===== Data extract =====

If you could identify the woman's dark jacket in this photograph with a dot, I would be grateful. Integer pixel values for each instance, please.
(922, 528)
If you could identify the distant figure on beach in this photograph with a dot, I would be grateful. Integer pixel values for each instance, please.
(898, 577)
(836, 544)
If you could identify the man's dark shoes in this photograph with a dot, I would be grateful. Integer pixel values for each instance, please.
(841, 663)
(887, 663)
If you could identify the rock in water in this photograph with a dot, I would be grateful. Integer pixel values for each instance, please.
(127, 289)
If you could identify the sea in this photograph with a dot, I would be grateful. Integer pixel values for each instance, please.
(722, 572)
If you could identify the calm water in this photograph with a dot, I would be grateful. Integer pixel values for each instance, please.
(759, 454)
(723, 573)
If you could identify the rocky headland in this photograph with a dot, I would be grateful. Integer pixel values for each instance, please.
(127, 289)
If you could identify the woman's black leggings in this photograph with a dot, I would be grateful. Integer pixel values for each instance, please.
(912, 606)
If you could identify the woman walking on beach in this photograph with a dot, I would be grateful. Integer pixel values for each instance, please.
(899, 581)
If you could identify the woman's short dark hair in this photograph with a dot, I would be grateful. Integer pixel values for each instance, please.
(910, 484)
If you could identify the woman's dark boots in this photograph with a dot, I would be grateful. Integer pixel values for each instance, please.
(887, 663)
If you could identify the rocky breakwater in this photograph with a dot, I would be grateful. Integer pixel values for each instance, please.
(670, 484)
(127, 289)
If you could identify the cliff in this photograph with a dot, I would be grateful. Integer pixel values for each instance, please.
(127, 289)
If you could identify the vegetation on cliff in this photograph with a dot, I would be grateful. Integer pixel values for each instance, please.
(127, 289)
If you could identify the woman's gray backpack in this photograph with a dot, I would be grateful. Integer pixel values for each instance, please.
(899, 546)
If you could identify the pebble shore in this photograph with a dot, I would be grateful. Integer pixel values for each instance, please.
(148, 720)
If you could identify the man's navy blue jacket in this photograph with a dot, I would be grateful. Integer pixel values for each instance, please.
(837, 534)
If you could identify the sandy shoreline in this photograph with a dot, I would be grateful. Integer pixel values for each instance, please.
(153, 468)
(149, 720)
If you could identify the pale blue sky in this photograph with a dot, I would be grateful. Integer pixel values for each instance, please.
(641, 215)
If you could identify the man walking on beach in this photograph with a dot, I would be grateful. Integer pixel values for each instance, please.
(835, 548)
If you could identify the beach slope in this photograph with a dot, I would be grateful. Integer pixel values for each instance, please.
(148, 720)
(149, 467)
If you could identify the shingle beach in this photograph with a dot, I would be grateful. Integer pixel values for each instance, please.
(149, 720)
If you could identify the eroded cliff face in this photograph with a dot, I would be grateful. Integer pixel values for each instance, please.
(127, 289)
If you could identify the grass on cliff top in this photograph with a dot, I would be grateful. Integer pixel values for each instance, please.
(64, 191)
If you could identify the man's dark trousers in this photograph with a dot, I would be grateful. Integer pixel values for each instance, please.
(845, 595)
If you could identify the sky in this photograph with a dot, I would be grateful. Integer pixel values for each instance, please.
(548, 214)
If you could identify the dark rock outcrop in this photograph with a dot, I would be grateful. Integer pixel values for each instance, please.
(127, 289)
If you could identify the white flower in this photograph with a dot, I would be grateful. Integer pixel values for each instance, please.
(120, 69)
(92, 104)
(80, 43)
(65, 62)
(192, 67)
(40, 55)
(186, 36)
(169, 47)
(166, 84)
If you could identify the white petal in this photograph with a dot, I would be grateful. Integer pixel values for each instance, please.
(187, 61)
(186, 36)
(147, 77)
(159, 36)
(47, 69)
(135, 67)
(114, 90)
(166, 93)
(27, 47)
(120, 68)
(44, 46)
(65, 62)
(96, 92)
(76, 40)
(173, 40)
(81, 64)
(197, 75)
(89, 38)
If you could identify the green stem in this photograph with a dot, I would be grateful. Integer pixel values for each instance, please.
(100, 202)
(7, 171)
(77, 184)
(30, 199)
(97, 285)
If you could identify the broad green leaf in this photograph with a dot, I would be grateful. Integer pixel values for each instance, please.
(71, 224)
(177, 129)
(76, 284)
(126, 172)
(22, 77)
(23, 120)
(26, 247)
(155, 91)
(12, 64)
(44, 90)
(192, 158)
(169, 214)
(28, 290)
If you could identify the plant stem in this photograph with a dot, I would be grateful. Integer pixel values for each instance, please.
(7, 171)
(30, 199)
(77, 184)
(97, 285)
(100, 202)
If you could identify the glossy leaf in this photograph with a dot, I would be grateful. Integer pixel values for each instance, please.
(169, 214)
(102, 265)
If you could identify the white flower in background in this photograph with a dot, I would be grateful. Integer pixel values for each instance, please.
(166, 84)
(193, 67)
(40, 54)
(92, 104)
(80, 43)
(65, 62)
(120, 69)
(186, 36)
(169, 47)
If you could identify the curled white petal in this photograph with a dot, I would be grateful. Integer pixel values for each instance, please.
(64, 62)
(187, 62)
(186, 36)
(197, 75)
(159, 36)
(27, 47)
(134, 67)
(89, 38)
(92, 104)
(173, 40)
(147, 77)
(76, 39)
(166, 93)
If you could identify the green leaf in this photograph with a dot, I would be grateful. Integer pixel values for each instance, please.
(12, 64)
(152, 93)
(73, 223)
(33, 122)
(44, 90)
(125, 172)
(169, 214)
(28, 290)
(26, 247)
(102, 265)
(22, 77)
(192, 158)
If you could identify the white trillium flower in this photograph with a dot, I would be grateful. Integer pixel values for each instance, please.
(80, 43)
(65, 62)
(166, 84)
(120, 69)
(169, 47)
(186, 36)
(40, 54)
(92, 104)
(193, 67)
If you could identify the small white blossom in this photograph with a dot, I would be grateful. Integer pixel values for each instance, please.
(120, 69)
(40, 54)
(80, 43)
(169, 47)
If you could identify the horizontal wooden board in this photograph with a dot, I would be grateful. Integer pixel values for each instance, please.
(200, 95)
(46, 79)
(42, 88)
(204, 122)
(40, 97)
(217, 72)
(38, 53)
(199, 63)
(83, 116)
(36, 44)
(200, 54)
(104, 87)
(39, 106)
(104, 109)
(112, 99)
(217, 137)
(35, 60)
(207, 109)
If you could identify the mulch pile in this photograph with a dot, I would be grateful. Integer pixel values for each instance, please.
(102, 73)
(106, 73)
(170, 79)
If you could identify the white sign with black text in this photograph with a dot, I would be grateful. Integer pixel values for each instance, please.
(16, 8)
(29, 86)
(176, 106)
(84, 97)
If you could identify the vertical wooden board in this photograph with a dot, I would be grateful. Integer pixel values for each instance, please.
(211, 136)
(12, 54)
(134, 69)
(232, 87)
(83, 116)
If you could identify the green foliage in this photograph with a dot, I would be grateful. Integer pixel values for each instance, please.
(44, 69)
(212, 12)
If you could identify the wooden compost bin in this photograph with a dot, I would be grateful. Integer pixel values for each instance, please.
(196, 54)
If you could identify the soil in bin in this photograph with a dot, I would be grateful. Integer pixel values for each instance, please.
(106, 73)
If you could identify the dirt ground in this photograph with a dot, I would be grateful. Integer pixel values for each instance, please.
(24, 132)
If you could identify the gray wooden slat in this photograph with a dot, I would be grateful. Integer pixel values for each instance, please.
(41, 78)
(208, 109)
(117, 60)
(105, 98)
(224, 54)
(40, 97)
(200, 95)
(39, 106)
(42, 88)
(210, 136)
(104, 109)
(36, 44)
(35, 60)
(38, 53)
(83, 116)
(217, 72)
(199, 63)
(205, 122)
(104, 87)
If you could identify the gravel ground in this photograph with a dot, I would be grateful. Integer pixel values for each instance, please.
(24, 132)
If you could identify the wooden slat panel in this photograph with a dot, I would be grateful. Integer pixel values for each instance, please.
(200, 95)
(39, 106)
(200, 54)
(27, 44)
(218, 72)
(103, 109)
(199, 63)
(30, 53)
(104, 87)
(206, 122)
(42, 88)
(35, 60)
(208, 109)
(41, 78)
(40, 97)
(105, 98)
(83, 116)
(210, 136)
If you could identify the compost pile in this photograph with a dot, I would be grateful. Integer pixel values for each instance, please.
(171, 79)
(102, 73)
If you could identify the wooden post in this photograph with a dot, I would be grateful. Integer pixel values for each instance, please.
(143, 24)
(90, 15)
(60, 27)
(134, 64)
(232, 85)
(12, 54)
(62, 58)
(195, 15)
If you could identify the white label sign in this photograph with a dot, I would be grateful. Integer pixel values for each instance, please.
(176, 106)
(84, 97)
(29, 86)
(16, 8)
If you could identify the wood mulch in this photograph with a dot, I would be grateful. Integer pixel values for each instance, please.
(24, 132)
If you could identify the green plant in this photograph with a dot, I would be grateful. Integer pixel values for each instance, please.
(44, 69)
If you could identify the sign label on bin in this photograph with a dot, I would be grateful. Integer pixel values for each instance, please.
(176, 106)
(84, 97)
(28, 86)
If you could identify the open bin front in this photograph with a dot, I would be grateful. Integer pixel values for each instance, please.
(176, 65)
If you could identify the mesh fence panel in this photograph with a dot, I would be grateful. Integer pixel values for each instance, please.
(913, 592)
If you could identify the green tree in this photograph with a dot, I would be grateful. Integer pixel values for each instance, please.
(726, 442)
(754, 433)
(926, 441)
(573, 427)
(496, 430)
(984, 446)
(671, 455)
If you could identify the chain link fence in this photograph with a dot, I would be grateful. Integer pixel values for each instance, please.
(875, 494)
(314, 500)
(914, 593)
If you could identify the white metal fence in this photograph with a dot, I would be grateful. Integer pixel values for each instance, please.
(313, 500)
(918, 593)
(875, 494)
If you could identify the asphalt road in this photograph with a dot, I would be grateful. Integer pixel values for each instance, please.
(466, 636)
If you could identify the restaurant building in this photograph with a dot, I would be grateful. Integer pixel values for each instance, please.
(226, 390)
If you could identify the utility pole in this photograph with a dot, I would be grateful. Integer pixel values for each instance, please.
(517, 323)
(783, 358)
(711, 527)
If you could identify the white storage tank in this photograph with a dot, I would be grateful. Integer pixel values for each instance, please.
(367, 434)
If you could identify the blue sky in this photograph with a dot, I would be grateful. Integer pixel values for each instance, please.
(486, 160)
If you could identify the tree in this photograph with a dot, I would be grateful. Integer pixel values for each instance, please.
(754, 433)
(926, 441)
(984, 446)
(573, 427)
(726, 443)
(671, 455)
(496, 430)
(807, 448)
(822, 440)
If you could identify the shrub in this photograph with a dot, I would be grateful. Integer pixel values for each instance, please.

=====

(Requirement): From the line holding "If you could identify the green tree" to the last line of the records, quote each line exactly and add nothing.

(Problem solution):
If you could identify the green tree in this photograph with a dot, I would be grateful. Integer pixel values for each instance, please.
(726, 442)
(754, 433)
(926, 441)
(573, 427)
(496, 430)
(984, 446)
(671, 455)
If you could identify the chain link fence in this photograph with a dot, I would be grateful. Integer pixel values for each instance, please.
(875, 494)
(314, 500)
(914, 593)
If you could identify the white metal fence in this photograph with a dot, I would be grateful. Integer pixel values for each instance, please.
(313, 500)
(918, 593)
(875, 494)
If you could identify the asphalt road in this photograph with a dot, I would be grateful. Integer pixel values for each instance, please.
(466, 636)
If you could identify the restaurant building in this photograph with a dot, I would be grateful. Integer pixel values for each instance, please.
(226, 390)
If you could identify the utility pole in this photograph with a dot, I would be grateful. Integer pixel values for each instance, please.
(517, 323)
(783, 358)
(711, 527)
If you could identify the white storage tank in this photograph with a dot, I would be grateful. Integer pixel values for each instance, please.
(367, 434)
If you could identify the blue sky in this photograph with a dot, I would be grateful. Integer pixel values for each instance, please.
(486, 160)
If you could identify the tree in this photograph with a dot, I would be grateful. Integer pixel values for each instance, please.
(754, 433)
(926, 441)
(984, 446)
(573, 427)
(726, 443)
(671, 455)
(496, 430)
(807, 448)
(822, 440)
If you could identify the shrub in this photograph with a dot, I would be grateful. Integer pixel values for each instance, please.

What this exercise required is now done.